### Data extract ###
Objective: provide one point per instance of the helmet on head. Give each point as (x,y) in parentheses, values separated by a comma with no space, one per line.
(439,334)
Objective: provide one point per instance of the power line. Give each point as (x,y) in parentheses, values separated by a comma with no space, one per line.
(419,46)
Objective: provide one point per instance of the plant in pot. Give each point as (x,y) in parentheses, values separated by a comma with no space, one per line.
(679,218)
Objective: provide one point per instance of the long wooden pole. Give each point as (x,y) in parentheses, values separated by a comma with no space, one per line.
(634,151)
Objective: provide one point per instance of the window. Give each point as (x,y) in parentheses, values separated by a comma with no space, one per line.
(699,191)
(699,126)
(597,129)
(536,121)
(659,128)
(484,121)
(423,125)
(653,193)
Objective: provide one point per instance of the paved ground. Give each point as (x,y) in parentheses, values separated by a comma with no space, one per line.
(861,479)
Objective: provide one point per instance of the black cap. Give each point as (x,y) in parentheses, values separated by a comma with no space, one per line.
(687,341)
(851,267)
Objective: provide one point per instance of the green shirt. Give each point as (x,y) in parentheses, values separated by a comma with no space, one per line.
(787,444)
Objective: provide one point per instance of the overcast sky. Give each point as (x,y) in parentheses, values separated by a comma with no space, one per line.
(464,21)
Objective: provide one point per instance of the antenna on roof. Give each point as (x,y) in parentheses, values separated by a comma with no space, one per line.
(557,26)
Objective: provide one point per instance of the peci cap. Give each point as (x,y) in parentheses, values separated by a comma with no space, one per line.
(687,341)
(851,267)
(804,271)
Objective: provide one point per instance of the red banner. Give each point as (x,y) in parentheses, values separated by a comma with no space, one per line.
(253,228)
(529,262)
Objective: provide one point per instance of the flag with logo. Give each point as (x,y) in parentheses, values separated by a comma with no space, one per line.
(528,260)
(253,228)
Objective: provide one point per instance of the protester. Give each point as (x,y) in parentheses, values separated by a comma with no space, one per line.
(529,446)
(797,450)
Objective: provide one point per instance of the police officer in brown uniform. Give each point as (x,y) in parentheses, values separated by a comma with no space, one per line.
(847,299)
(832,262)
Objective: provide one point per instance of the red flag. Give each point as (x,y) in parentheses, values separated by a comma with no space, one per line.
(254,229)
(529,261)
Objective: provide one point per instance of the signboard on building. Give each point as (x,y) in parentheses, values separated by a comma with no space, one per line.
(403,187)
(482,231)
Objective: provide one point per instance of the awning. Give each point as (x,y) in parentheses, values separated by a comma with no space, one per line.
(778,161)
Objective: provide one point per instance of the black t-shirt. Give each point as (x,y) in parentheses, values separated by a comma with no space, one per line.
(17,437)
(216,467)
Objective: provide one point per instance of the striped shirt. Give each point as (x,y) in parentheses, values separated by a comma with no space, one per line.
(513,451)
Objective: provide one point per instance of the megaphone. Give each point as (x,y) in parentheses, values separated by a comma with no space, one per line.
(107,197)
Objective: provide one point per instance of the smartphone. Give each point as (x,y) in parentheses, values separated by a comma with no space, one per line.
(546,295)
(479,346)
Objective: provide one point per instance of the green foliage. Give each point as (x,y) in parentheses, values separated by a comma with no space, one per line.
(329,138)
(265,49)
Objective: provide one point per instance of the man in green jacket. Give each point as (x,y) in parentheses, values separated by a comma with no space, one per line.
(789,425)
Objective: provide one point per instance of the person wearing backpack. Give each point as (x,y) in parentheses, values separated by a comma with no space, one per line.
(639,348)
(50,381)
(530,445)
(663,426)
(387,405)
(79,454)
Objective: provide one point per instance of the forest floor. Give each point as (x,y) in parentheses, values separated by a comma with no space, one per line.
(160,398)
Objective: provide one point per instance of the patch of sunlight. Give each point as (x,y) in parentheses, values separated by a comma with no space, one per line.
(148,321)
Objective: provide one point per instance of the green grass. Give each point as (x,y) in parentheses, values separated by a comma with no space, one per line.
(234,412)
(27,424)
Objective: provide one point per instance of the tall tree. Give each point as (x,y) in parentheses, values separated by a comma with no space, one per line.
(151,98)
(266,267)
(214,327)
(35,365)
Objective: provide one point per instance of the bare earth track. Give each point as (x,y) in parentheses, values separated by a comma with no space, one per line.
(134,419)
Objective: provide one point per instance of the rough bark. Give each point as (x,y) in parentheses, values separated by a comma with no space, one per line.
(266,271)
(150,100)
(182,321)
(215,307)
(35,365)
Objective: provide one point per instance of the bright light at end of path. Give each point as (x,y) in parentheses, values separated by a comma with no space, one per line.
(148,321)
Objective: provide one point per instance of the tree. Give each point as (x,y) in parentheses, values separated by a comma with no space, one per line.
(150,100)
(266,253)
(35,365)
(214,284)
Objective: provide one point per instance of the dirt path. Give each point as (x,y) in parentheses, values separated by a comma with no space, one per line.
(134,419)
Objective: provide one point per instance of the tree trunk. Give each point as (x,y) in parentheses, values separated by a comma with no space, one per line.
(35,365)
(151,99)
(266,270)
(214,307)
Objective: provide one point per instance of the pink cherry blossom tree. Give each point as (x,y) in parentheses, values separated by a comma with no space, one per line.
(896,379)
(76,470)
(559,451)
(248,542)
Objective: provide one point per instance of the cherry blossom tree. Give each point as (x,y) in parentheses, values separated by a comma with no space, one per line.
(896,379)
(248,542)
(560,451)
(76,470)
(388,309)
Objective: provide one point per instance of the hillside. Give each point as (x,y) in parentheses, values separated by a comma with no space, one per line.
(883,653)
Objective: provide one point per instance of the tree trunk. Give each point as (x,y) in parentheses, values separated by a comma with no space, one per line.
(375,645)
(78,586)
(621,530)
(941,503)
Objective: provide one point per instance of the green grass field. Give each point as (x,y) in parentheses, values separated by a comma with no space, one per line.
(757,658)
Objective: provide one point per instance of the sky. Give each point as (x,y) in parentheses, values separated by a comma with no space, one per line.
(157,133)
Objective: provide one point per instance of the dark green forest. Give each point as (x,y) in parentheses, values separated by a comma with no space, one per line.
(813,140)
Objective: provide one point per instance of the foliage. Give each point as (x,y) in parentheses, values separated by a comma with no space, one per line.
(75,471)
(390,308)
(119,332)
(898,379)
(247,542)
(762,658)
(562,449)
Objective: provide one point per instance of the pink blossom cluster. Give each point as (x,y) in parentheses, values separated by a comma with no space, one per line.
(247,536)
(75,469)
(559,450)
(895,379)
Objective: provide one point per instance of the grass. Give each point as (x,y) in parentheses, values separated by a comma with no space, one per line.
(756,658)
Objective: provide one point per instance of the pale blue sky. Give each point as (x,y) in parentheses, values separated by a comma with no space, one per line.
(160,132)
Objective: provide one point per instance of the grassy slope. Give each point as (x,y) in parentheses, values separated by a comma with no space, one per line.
###
#### What you need to do:
Type the whole listing again, unaltered.

#### Task output:
Objective: provide one point per instance of the helmet on head. Give each point as (x,y) in parentheses, values separated by a comma with no space, one per line.
(439,334)
Objective: provide one point per instance of the power line. Give each point as (x,y) in parentheses, values separated by a comma with no space, one per line.
(419,46)
Objective: provide one point per instance of the plant in pot. Give each point as (x,y) in parentheses, values separated by a comma with no space, one per line.
(679,218)
Objective: provide one point per instance of the long wooden pole. Give each point as (x,y) in parentheses, values separated by a comma with no space, one per line.
(634,151)
Objective: provide one point per instance of the window. Give each point as (x,y) in parentheses, values separated by a comma with no space, one per line.
(699,191)
(699,126)
(597,129)
(536,121)
(659,128)
(484,121)
(423,125)
(653,193)
Objective: provide one point per instance of the paved ground. Give each point as (x,y) in parentheses, values separated by a comma with no space, one per line.
(861,479)
Objective: provide one point per instance of the black cap. Give each point as (x,y) in parentheses, values separated by a comma with no space, one per line.
(687,341)
(851,267)
Objective: provide one point per instance of the green shirt. Give each point as (x,y) in parentheses, values separated by a comma with no space, one per line.
(787,444)
Objective: provide one point per instance of the overcast sky. Give each point as (x,y) in parentheses, values separated by a comma with no space, one per line.
(464,21)
Objective: provide one point per instance of the antenna on roof. Give each point as (x,y) in parentheses, values separated by a comma with no space, one per line.
(557,26)
Objective: provide one point per instance of the peci cap. Give each point as (x,y) in parentheses, values separated by a comma with no space, one per line.
(687,341)
(851,267)
(804,271)
Objective: provide one point per instance of the red banner. Give each point as (x,y) in parentheses, values separated by a comma with no space, one per line.
(253,228)
(529,262)
Objective: provide one point per instance of the flag with logo. Give each point as (x,y) in parentheses, values separated by a comma with no space, one per line.
(528,260)
(253,228)
Objective: provide one point per instance of the protester. Give each point as (x,y) in parentheses, values separated by a comma with no space, one per line.
(529,446)
(797,450)
Objective: provide one point per instance of the police officer in brown uniform. Give each point as (x,y) in parentheses, values separated by a comma with no space, one per line.
(847,299)
(832,262)
Objective: provide one point per instance of the red flag. Give each point as (x,y) in parentheses, values separated by a comma with no space, one per line.
(254,229)
(529,261)
Objective: provide one point per instance of the signboard on building. Give each point as (x,y) in parentheses, values separated by a comma with no space, one per line.
(403,187)
(482,231)
Objective: provide one point per instance of the awning. Give each point as (x,y) in parentheses, values separated by a comma with no space, one per line.
(778,161)
Objective: provide one point per instance of the black t-shirt. Give each point as (x,y) in parentheses, values separated by a comma with no space, one per line.
(17,437)
(216,467)
Objective: provide one point per instance of the striped shirt. Give each point as (x,y) in parentheses, values separated by a comma with no space, one per line.
(513,451)
Objective: provide one point per instance of the megaphone. Give each point as (x,y) in parentheses, values separated by a comma with no space, one per line.
(107,197)
Objective: provide one point per instance of the smartphone. Give each point as (x,y) in parentheses, values separated by a comma with no space, one per line.
(546,295)
(479,346)
Objective: provide one point per instance of the green foliage. Give each point as (x,y) in parentheses, values separated by a comma with no space, one per line.
(329,138)
(265,49)
Objective: provide one point per instance of the man in green jacket. Give each point as (x,y) in parentheses, values separated by a comma with no space, one per line.
(789,425)
Objective: provide one point per instance of the person wearing backpack. Give each point as (x,y) in parentheses, values separated by a comma with no space, one per line.
(639,348)
(50,381)
(530,445)
(663,426)
(387,405)
(79,454)
Objective: provide one point per instance of the forest floor. Give each point as (x,y) in parentheses, values separated by a comma with no space, one per line.
(160,398)
Objective: provide one point per instance of the patch of sunlight. Give each point as (x,y) in parentheses, values separated by a comma with no space, one per line.
(148,321)
Objective: provide one point per instance of the green grass. Give each point as (x,y) in parentheses, values separated by a comma with no space, one per line.
(234,412)
(27,424)
Objective: provide one point per instance of the tall tree. Give each point as (x,y) in parentheses, values separated by a comma with no space, one per line.
(151,98)
(266,267)
(214,327)
(35,365)
Objective: provide one point per instance of the bare earth track. Give each point as (x,y) in parentheses, values separated by a comma with no space, one per line.
(134,419)
Objective: provide one point per instance of the rough bark. Give each point as (x,y) in parentheses, values separated by a comma with no space, one per line.
(266,271)
(150,100)
(182,321)
(215,307)
(35,365)
Objective: provide one point per instance of the bright light at end of path. Give each point as (x,y) in parentheses, values separated by a comma with no space, one per line.
(148,321)
Objective: provide one point per instance of the tree. Give each point as (x,y) in parentheses, values separated by a comma with no space, one per line.
(150,100)
(266,253)
(35,365)
(214,284)
Objective: provide one point per instance of the dirt path. Give each point as (x,y) in parentheses, values separated by a comma with no space, one per line.
(134,419)
Objective: provide one point per instance of the tree trunk. Give each point as (x,y) in parentheses, values separated by a comma with no space, one per line.
(35,365)
(151,99)
(266,270)
(214,307)
Objective: provide one point per instance of the pink cherry blossom tree. Give each point as (x,y) in parentheses, values separated by a comma with no space, one per line.
(896,379)
(76,470)
(559,451)
(248,542)
Objective: provide one point per instance of the cherry blossom tree. Give each point as (x,y) in parentheses, values separated by a comma with no space, one per line.
(896,379)
(248,542)
(560,451)
(76,470)
(388,309)
Objective: provide one point per instance of the hillside. Give each point as (x,y) in parentheses, values separated by a comma with no space, one per line.
(883,653)
Objective: provide one point per instance of the tree trunk. Give each point as (x,y) in parentheses, values separated by a comma with no space, one per line.
(375,645)
(78,586)
(621,530)
(941,503)
Objective: provide one point per instance of the green grass field. Give each point as (x,y) in parentheses, values separated by a comma with no space, one per line.
(757,658)
Objective: provide one point per instance of the sky. Give each point as (x,y) in parentheses, values separated by a comma with no space, one per line.
(157,133)
Objective: provide one point per instance of the dark green forest. Give each point as (x,y) in parentheses, values separated by a comma with no space, one per line.
(813,140)
Objective: provide one point per instance of the foliage. Give each point as (x,y) in parentheses, values separated by a comma with no space, one per line.
(75,471)
(390,308)
(119,332)
(898,379)
(247,542)
(762,658)
(562,449)
Objective: provide one point per instance of the pink blossom cluster. Give each point as (x,y) in parentheses, values separated by a comma with no space, one per line.
(247,536)
(75,469)
(559,450)
(895,379)
Objective: provide one point per instance of the grass. Give each point as (x,y) in parentheses, values separated by a comma with no space, one per line.
(756,658)
Objective: provide one point per instance of the pale blue sky. Give each point as (x,y) in parentheses, values separated by a comma with no space, one per line.
(160,132)
Objective: provide one point per instance of the grassy slope. Give each point as (x,y) in parentheses, values separated by a comma with no space, one per line.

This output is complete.